→ To do:
In the records below, find the line containing "Where can you find the doorway", then extract that line and all subsequent lines exactly, leaving out everything else.

→ Record extracts:
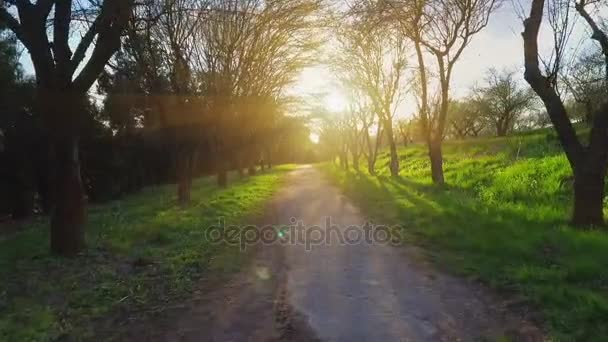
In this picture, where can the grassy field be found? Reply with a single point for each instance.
(143, 253)
(502, 219)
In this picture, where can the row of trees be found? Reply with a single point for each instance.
(187, 86)
(371, 40)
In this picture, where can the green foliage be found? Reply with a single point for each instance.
(501, 219)
(143, 252)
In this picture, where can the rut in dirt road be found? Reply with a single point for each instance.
(376, 292)
(338, 292)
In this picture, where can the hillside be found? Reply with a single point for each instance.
(502, 219)
(144, 253)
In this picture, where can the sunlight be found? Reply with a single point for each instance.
(335, 100)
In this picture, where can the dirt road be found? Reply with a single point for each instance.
(340, 292)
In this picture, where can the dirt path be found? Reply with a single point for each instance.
(356, 292)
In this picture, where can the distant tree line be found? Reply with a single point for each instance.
(154, 92)
(569, 82)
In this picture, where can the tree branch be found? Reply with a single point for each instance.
(542, 86)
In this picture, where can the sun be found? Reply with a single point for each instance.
(335, 101)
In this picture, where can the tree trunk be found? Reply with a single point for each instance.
(222, 177)
(588, 196)
(436, 158)
(355, 161)
(69, 210)
(394, 163)
(371, 167)
(184, 178)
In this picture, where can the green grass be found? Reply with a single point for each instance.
(502, 219)
(143, 253)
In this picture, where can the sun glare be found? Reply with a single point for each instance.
(335, 101)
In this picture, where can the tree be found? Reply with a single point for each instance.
(443, 29)
(62, 81)
(587, 84)
(502, 101)
(588, 162)
(373, 60)
(465, 119)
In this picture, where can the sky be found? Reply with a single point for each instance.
(498, 46)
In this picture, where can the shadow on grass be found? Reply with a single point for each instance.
(508, 246)
(143, 250)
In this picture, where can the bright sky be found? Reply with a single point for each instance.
(498, 46)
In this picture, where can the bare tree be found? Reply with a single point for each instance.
(373, 60)
(465, 118)
(586, 82)
(502, 101)
(64, 74)
(588, 162)
(443, 29)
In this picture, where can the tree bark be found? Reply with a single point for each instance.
(69, 211)
(394, 163)
(436, 157)
(589, 182)
(184, 181)
(222, 177)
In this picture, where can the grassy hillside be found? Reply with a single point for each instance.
(502, 218)
(143, 252)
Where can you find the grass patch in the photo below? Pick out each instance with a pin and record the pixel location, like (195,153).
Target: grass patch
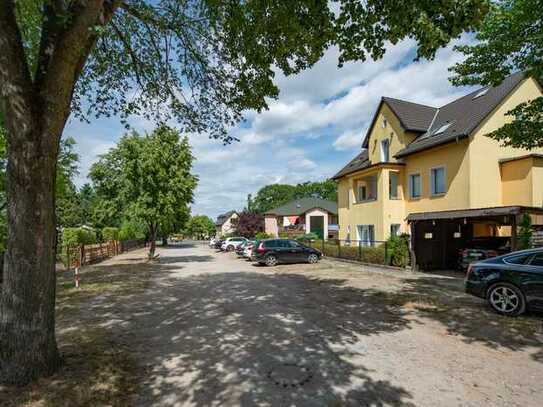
(97,371)
(99,368)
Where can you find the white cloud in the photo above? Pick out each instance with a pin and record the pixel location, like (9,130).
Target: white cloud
(310,132)
(349,140)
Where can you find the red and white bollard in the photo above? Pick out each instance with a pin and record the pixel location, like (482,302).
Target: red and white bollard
(76,275)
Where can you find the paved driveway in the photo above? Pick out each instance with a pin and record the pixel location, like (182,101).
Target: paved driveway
(213,330)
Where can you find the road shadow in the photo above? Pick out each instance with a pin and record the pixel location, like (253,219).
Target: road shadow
(255,339)
(443,299)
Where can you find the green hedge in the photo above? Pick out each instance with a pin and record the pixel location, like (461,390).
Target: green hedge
(110,233)
(77,236)
(307,237)
(373,255)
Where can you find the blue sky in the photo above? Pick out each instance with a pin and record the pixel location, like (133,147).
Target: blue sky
(315,126)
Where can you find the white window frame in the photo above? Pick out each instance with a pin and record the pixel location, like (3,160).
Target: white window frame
(410,185)
(397,175)
(398,231)
(432,180)
(383,142)
(366,241)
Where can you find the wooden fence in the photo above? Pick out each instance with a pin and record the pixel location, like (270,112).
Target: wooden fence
(82,255)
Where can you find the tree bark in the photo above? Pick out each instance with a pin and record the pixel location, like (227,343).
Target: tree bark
(27,304)
(152,243)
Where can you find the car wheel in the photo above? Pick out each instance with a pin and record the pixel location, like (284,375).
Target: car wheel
(506,299)
(271,260)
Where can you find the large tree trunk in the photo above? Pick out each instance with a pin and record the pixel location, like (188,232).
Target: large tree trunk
(152,242)
(27,303)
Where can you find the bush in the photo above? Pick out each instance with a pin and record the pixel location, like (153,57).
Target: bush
(262,236)
(398,250)
(110,233)
(131,230)
(77,236)
(307,237)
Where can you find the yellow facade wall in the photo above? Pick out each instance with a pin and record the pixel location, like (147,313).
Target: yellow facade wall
(452,156)
(474,176)
(393,131)
(380,213)
(484,153)
(517,183)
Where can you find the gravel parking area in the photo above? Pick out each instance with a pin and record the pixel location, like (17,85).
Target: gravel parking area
(209,329)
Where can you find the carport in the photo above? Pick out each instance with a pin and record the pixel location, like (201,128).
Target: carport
(437,237)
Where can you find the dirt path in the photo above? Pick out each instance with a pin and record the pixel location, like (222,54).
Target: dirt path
(214,330)
(201,328)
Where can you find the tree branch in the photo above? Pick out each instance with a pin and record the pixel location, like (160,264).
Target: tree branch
(15,81)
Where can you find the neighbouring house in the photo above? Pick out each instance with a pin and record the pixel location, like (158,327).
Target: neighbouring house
(431,172)
(305,215)
(224,223)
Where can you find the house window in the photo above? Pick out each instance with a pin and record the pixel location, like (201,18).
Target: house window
(366,235)
(362,193)
(385,150)
(414,185)
(367,189)
(393,185)
(437,181)
(395,229)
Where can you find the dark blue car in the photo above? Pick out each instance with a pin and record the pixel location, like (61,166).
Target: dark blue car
(511,283)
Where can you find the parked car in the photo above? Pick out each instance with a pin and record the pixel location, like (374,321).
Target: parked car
(273,251)
(248,250)
(511,283)
(468,256)
(231,243)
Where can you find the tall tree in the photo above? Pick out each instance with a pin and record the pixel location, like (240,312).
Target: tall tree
(203,62)
(248,224)
(152,175)
(509,40)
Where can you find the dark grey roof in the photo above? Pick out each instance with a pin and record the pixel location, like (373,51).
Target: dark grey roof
(358,163)
(413,116)
(473,213)
(463,115)
(302,205)
(223,218)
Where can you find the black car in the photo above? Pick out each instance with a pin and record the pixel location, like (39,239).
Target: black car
(511,283)
(273,251)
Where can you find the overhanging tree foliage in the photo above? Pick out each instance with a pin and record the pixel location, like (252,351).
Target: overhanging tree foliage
(201,62)
(509,40)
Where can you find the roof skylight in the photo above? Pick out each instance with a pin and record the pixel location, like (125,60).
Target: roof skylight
(441,129)
(481,93)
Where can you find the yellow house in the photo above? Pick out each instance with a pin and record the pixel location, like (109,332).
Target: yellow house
(431,172)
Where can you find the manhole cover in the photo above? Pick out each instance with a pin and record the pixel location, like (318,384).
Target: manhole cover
(290,375)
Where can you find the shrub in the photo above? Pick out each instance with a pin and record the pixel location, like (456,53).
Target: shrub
(262,235)
(131,230)
(110,233)
(307,237)
(398,250)
(77,236)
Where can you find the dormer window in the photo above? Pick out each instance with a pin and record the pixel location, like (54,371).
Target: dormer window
(385,150)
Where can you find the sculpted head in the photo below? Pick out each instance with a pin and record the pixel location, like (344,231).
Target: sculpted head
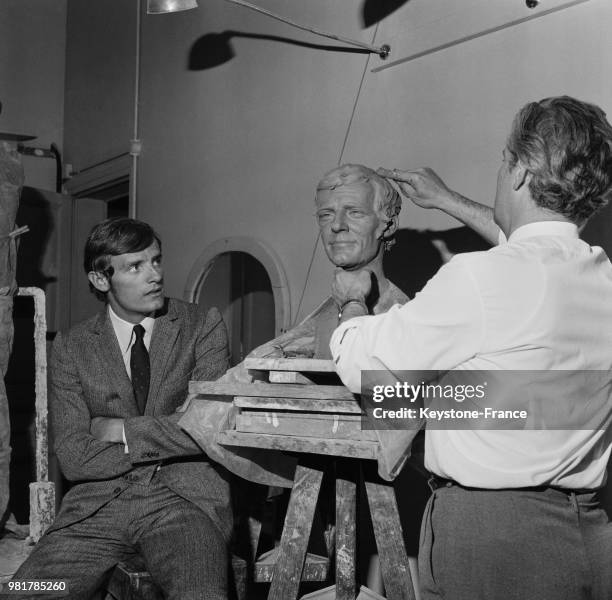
(357,212)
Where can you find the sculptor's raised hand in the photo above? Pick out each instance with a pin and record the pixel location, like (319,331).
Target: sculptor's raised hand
(423,186)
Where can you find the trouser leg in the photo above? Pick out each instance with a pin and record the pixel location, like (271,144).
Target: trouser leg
(507,545)
(183,549)
(82,555)
(597,535)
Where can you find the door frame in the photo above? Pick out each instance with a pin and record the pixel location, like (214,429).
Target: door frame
(258,250)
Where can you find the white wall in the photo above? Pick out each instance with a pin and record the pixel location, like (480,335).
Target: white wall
(238,149)
(32,47)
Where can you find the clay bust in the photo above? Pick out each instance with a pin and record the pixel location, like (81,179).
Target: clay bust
(357,212)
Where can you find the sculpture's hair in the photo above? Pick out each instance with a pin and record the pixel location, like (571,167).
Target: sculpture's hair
(113,237)
(387,202)
(566,145)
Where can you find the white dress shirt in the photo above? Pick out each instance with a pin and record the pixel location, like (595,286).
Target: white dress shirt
(126,338)
(542,301)
(124,331)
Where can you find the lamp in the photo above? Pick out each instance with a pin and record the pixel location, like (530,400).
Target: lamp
(156,7)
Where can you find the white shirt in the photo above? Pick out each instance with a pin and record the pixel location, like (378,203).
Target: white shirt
(124,331)
(541,301)
(126,338)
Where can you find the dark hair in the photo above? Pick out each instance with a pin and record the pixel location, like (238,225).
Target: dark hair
(113,237)
(566,145)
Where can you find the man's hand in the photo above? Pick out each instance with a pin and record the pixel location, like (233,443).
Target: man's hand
(107,429)
(423,186)
(351,285)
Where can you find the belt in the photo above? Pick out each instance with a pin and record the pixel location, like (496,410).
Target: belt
(435,483)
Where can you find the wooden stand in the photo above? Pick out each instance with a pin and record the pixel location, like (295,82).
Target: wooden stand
(309,419)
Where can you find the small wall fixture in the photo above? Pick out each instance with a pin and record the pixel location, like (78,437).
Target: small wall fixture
(157,7)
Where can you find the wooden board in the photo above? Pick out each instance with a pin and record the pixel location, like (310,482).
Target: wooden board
(316,567)
(276,390)
(306,365)
(320,425)
(348,448)
(289,377)
(301,404)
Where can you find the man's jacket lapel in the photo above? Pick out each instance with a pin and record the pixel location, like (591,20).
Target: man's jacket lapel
(111,366)
(165,333)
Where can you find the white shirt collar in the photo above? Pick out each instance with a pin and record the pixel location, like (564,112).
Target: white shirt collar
(557,228)
(124,330)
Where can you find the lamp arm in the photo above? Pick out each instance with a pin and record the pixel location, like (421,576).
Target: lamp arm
(382,51)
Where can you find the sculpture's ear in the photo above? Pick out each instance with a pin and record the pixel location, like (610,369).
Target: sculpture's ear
(390,227)
(99,280)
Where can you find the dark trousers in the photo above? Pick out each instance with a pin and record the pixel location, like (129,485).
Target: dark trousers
(515,545)
(181,547)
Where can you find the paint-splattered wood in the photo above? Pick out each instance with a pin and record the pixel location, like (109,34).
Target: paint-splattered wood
(301,404)
(316,567)
(289,377)
(389,540)
(220,388)
(309,445)
(320,425)
(305,365)
(346,535)
(296,533)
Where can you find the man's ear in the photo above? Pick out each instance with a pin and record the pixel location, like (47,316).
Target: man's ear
(521,177)
(99,280)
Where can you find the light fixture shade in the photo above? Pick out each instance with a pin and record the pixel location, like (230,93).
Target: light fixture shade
(156,7)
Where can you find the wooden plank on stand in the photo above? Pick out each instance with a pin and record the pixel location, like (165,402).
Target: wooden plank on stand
(310,445)
(220,388)
(346,533)
(296,533)
(289,377)
(305,365)
(301,404)
(389,540)
(320,425)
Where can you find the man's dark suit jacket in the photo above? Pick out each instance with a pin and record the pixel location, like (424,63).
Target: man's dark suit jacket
(89,379)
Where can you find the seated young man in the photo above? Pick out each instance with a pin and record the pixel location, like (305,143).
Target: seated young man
(140,484)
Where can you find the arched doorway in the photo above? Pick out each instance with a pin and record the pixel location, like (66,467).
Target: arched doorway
(245,280)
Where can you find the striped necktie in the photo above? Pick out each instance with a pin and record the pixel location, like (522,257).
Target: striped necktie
(139,366)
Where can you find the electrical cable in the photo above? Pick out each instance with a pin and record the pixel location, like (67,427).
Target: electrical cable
(344,142)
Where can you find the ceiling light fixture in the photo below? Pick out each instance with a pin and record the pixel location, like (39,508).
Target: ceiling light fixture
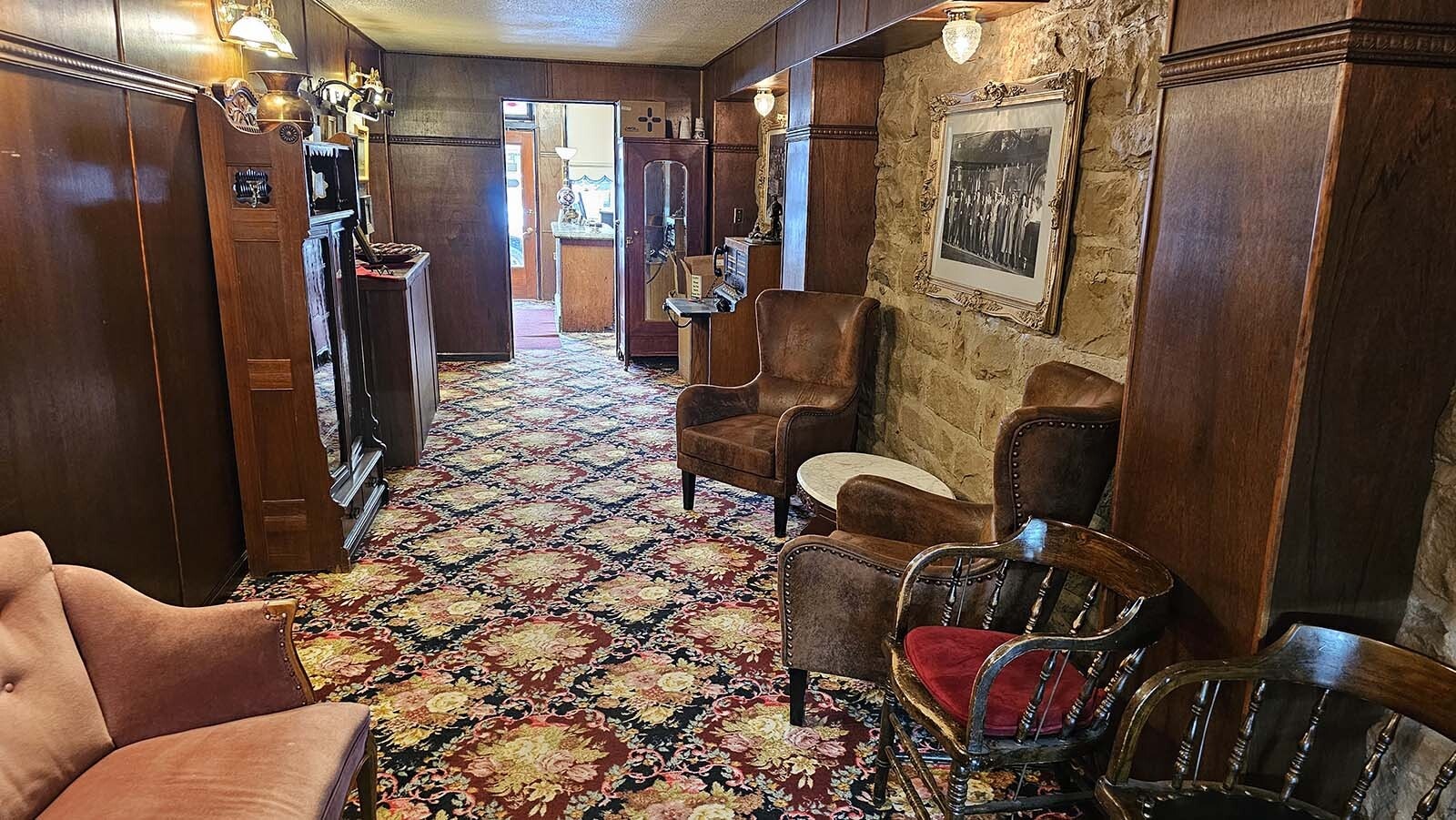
(963,34)
(763,102)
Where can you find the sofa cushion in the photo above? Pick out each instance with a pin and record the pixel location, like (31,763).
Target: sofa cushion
(946,660)
(288,764)
(51,727)
(743,443)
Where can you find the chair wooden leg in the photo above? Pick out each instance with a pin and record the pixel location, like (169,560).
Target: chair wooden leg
(798,688)
(885,749)
(368,781)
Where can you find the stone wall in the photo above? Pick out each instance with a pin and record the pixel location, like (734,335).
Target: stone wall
(945,376)
(1431,615)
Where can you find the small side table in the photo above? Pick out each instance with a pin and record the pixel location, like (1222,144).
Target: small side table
(822,477)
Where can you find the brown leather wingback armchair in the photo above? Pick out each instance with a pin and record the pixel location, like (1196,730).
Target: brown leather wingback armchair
(803,404)
(837,592)
(114,705)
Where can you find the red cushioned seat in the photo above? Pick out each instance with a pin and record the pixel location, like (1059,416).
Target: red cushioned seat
(948,657)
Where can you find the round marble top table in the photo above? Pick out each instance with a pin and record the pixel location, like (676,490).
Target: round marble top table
(822,477)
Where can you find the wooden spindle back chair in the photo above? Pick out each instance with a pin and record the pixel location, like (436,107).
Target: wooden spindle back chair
(1410,684)
(1045,696)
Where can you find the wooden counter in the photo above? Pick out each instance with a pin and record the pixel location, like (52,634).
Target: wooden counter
(399,353)
(584,280)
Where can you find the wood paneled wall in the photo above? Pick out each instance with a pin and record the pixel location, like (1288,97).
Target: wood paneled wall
(448,171)
(1290,354)
(116,439)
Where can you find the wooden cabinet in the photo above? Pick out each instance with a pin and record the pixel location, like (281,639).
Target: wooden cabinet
(660,189)
(399,354)
(309,459)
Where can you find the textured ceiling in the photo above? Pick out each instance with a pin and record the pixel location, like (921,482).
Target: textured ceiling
(669,33)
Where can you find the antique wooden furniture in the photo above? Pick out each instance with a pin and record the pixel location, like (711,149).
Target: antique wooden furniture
(822,478)
(1053,459)
(399,353)
(116,705)
(1040,693)
(584,288)
(1321,662)
(804,402)
(309,459)
(1279,429)
(660,194)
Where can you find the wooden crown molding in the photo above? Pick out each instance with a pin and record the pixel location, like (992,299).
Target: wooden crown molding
(34,55)
(1347,41)
(813,131)
(456,142)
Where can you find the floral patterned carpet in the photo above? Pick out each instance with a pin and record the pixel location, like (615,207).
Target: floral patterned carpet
(542,631)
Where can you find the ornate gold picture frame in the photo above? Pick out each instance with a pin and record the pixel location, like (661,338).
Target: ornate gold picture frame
(996,204)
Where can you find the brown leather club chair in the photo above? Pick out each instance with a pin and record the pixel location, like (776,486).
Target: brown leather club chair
(837,592)
(114,705)
(803,404)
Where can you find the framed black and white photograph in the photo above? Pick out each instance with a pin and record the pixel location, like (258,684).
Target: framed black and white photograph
(997,197)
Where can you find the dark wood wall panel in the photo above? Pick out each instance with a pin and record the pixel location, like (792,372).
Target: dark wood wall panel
(1220,299)
(84,455)
(805,33)
(451,201)
(80,25)
(189,342)
(328,41)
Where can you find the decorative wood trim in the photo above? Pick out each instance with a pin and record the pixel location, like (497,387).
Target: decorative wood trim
(458,142)
(814,131)
(1347,41)
(34,55)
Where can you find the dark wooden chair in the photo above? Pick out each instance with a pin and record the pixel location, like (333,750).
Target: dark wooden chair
(1045,696)
(1325,660)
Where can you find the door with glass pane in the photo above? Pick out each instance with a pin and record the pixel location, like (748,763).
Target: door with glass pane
(521,200)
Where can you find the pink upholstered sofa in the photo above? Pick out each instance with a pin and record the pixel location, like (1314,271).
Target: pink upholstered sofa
(114,705)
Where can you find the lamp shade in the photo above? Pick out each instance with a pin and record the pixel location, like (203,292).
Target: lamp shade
(961,35)
(254,31)
(763,102)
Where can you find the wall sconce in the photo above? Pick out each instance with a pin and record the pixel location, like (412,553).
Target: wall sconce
(763,102)
(252,26)
(961,35)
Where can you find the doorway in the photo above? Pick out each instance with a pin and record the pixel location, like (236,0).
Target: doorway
(562,255)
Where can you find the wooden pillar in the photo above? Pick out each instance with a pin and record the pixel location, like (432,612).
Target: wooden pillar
(829,210)
(734,169)
(1292,349)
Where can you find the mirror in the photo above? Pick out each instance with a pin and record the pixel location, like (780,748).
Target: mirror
(664,229)
(325,357)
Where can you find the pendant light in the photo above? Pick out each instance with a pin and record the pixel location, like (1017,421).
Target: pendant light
(763,102)
(961,35)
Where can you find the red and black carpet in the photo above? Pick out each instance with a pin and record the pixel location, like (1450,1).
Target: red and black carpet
(542,631)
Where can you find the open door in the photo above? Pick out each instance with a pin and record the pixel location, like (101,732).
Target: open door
(521,196)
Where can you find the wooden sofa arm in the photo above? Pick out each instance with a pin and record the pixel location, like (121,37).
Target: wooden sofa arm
(162,669)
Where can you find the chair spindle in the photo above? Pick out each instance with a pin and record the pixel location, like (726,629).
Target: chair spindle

→ Correct output:
Where can you find the doorway in the photo above? Pick out each instance with a pin and record the pixel location, like (236,0).
Target: doorway
(562,255)
Where can you find the wooden pillar in the photo above? Pick out each instance with a pin and record the pixel location, like (432,612).
Target: wooden pillar
(829,210)
(734,169)
(1292,349)
Where can you find the mirror in the photo above? Pick out each instance with a pin and record the pixel location, like (780,748).
Target: mirror
(664,229)
(325,357)
Where can you find the pendant light in the photo above? Pick out each instance with a pin and record the pixel location, like (1017,421).
Target: pendant light
(763,102)
(961,35)
Where can you find the red and black carpet in the photo above? Pick out each instance with a pin and record the pixel location, like (1450,1).
Target: red and black carpet
(542,631)
Where can you find the open door in the photo above? Pick out each instance with a pin and record the pixel location, like (101,732).
Target: open door
(521,196)
Where can you find the wooden sofa arm in the photo above? Pick out each instance with a pin and record the pixel location, like (121,37).
Target: wooden sofa arm
(162,669)
Where can you find the chair spindle in the photo above? Pick out each instance with a pin and record the pixel location, like (726,629).
Target: chair spindle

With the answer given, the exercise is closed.